Stated goal:
Find each line in the rows below that contains the string "bezel", and copy those lines out.

Image location labeling rows:
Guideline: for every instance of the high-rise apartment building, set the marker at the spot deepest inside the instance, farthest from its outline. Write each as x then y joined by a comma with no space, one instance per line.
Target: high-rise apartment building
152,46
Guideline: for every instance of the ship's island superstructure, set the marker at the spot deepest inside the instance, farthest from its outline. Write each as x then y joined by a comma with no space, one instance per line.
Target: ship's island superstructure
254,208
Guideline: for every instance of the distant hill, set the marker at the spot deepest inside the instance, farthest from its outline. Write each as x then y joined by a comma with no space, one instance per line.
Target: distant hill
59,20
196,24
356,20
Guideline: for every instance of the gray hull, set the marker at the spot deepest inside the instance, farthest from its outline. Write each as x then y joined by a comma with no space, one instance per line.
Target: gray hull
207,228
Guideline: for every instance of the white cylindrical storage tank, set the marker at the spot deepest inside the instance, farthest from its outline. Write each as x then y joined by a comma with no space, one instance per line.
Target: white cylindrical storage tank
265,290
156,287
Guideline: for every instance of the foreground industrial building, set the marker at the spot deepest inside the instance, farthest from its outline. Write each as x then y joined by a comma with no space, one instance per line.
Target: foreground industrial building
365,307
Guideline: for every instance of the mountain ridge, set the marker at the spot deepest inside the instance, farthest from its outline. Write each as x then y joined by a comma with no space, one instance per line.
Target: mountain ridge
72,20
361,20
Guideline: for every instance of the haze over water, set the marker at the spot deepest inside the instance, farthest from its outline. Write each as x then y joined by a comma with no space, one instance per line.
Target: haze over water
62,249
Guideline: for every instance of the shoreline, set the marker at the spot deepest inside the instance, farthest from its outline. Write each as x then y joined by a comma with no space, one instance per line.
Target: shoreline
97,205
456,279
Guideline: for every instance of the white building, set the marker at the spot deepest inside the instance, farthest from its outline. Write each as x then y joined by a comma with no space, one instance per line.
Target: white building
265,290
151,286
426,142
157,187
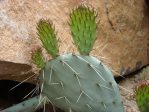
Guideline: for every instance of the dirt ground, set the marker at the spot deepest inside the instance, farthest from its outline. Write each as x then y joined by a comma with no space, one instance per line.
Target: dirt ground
127,89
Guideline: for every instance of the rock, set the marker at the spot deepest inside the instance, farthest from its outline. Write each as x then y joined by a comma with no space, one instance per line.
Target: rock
122,41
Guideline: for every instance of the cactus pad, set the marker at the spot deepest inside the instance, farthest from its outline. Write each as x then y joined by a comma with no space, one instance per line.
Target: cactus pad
77,83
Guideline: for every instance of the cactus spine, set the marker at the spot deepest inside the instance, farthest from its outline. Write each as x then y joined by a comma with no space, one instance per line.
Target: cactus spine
77,82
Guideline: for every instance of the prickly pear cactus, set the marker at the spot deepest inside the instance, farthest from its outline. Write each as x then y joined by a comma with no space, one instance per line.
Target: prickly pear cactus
142,96
73,82
79,82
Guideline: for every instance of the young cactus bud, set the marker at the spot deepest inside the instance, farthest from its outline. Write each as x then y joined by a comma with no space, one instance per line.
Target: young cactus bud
38,58
47,35
83,28
142,96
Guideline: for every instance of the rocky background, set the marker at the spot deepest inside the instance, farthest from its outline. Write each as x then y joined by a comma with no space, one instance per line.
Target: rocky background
122,40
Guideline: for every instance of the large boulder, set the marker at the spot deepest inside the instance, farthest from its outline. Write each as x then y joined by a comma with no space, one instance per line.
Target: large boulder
122,41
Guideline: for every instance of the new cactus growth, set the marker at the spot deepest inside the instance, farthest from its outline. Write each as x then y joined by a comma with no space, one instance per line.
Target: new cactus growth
142,96
77,82
38,58
83,28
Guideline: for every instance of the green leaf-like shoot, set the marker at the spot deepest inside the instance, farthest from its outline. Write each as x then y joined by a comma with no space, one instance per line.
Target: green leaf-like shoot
142,96
83,28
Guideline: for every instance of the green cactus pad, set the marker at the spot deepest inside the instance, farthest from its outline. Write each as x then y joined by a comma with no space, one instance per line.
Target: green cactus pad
38,58
142,97
77,83
83,28
47,35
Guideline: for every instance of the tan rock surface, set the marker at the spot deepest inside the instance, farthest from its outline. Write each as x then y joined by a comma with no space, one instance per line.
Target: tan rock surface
122,35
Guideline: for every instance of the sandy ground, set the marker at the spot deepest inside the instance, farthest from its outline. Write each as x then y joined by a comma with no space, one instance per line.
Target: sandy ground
127,89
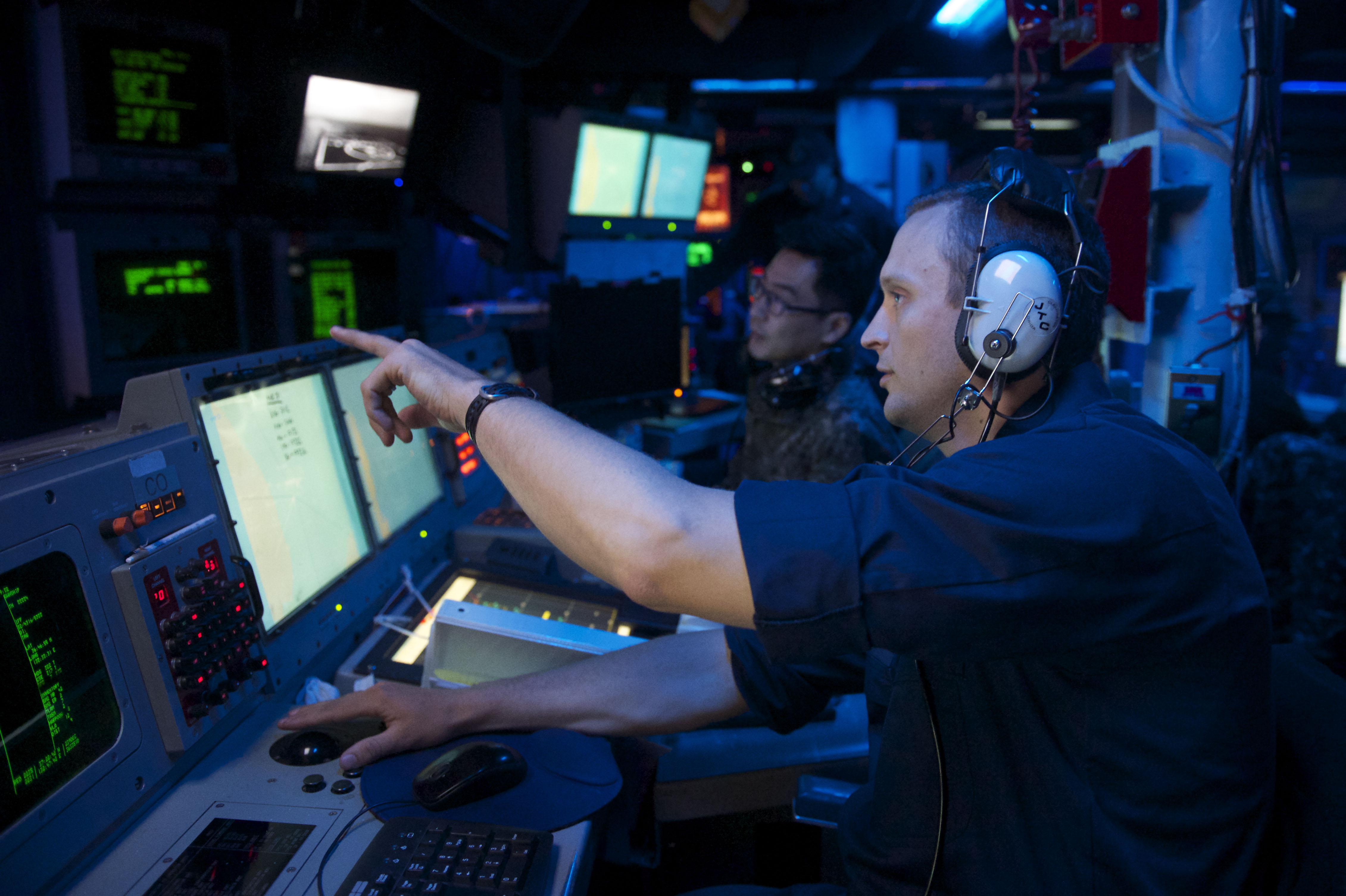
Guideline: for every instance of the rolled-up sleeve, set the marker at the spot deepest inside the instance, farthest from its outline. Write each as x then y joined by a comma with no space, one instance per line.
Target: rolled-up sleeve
799,543
788,697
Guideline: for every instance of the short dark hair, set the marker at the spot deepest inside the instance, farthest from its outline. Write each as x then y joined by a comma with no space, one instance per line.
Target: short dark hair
849,266
1046,231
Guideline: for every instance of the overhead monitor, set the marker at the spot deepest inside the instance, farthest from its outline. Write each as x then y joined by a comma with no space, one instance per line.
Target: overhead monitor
60,712
609,171
359,128
287,488
153,92
166,305
630,334
402,481
675,178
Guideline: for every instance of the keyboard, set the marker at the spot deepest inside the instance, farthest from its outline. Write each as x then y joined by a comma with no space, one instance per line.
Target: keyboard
450,859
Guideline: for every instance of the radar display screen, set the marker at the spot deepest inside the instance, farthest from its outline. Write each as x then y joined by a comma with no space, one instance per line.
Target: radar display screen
676,177
153,92
60,712
285,478
609,171
345,288
400,481
163,305
233,858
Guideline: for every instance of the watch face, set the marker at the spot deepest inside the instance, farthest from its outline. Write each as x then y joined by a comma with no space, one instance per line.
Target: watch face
501,389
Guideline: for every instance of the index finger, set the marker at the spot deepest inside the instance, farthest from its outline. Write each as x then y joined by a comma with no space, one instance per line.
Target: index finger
371,342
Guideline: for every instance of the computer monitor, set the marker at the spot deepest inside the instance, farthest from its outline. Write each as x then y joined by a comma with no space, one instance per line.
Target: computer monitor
609,171
154,92
60,712
344,287
613,341
165,305
675,178
287,488
357,128
402,481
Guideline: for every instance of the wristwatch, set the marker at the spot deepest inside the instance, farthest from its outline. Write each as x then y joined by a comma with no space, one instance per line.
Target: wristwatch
493,392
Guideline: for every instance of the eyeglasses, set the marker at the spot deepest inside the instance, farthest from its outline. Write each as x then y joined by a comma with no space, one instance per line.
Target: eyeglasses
773,305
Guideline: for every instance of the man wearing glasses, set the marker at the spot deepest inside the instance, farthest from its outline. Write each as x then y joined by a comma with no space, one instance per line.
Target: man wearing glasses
809,416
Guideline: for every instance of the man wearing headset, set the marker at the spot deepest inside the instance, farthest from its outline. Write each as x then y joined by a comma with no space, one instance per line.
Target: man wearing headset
808,415
1071,605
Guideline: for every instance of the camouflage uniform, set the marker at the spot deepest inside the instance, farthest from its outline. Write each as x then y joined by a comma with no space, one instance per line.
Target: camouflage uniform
1295,509
822,442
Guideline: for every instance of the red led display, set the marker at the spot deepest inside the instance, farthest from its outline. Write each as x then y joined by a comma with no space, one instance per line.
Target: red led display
159,590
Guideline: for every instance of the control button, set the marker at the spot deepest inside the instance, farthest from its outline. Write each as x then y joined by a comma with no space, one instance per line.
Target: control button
194,567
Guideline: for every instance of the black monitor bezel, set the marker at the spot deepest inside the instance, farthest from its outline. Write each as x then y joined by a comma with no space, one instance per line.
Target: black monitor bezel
68,541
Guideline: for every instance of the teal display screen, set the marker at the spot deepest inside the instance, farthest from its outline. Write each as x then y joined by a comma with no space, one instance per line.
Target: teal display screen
60,712
675,178
283,473
400,481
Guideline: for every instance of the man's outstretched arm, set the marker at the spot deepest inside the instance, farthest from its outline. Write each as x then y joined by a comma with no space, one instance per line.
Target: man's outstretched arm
668,544
666,685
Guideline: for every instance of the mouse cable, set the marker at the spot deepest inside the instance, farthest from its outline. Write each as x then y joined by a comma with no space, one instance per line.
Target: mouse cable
322,866
944,780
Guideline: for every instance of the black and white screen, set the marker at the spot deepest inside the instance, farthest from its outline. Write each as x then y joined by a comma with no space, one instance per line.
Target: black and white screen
60,712
359,128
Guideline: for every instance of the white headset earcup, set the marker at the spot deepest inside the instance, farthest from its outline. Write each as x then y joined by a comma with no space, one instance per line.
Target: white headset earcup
1017,292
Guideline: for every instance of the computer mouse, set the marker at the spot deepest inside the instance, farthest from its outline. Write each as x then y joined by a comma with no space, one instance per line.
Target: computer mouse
306,749
469,773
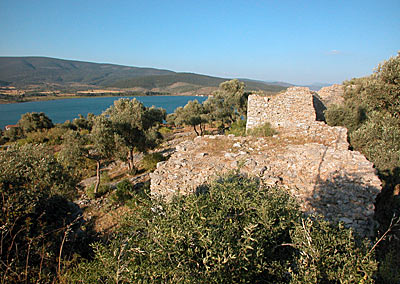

Task result:
Guideline: for every instance of the black monitor bezel, set the marker at the spot deepest inside the instance, farthest from its outline. Write each as x then y joined by a comma with no space, one instance per line.
Target: black monitor bezel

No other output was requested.